### AIM OF THE EXERCISE
Rewrite the part of the records that opens with the line containing "cracked dry earth -> point" and runs to the end of the records, replacing "white" with "pale" and keeping everything else unchanged. Leave the pictures out.

### DATA PROVIDED
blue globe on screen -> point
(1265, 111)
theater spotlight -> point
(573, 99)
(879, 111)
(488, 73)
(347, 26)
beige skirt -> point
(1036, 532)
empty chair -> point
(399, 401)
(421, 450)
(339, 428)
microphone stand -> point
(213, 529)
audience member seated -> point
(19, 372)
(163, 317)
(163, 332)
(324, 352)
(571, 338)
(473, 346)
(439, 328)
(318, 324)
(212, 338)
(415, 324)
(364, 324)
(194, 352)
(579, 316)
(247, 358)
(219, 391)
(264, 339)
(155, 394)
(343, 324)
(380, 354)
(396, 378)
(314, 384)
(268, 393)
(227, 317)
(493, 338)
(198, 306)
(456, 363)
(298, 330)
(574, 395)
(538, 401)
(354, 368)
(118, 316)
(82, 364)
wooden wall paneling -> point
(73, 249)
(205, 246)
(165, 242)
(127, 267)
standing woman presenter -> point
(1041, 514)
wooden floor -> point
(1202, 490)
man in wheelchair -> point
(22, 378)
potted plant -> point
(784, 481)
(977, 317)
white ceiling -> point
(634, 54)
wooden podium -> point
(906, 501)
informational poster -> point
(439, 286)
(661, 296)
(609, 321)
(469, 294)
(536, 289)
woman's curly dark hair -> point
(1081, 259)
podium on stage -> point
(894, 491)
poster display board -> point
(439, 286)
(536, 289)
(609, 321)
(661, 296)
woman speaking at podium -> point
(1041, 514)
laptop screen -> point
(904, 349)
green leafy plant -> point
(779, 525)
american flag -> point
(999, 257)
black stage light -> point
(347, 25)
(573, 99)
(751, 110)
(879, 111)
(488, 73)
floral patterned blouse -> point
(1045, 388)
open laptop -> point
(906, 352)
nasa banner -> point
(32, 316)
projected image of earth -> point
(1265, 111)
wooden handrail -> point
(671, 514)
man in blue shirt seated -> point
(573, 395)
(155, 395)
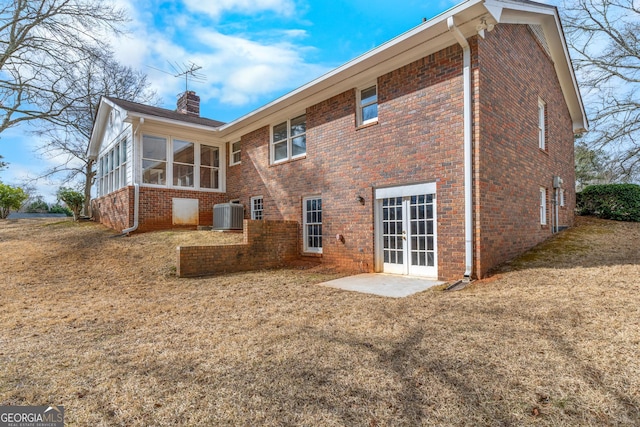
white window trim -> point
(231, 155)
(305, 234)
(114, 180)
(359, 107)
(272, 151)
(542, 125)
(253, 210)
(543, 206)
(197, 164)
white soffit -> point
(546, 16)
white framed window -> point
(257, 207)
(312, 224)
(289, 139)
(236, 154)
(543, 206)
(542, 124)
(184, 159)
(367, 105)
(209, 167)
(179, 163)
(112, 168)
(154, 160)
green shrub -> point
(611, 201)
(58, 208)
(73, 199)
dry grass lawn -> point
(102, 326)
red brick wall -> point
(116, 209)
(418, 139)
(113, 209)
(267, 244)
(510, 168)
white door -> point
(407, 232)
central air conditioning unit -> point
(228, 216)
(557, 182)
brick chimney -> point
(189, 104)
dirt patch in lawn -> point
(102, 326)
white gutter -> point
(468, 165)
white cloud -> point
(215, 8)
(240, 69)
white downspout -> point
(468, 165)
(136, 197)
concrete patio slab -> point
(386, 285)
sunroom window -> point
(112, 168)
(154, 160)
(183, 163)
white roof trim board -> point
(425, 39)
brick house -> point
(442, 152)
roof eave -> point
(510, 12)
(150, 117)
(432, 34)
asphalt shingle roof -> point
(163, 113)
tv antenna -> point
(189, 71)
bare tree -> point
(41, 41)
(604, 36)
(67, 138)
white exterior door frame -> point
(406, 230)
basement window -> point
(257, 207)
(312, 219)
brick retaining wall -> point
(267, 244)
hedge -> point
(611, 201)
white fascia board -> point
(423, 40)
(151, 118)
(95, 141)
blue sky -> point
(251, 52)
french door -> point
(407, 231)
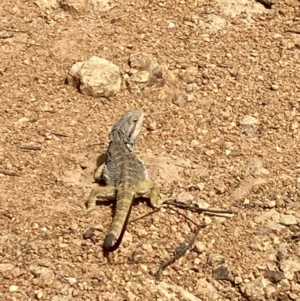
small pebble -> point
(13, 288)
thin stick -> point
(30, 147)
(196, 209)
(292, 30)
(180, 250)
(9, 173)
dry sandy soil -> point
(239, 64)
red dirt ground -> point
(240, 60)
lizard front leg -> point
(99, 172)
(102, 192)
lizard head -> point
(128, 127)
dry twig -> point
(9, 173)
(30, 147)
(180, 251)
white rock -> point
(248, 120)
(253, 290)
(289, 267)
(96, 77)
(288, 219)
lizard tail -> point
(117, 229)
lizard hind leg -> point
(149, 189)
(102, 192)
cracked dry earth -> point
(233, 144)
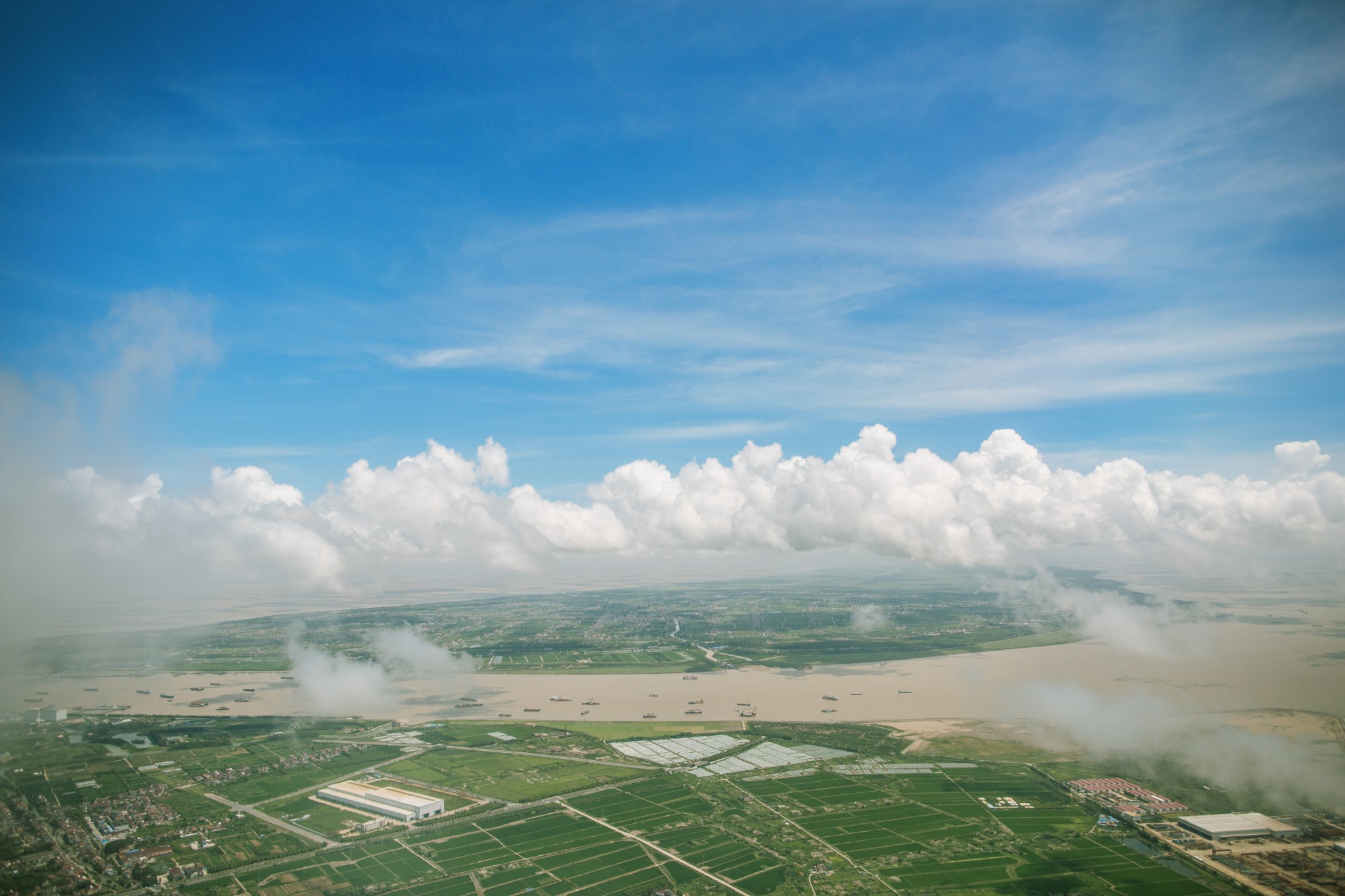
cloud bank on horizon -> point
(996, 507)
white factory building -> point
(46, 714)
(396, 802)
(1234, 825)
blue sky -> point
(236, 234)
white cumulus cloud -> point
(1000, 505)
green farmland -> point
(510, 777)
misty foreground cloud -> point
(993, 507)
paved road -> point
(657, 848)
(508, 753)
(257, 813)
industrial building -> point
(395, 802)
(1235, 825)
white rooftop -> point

### THE COMPLETED TASK
cracked dry earth -> point
(233, 144)
cloud bank on horizon -> point
(996, 507)
pale factory building -> point
(46, 714)
(396, 802)
(1234, 825)
blue sky -> point
(236, 234)
pale cumulus cloud -> point
(1000, 505)
green farmland -> point
(510, 777)
misty foreground cloud -> point
(993, 507)
paved road -> point
(657, 848)
(508, 753)
(257, 813)
industrial building -> point
(395, 802)
(1235, 825)
pale rooftop -> point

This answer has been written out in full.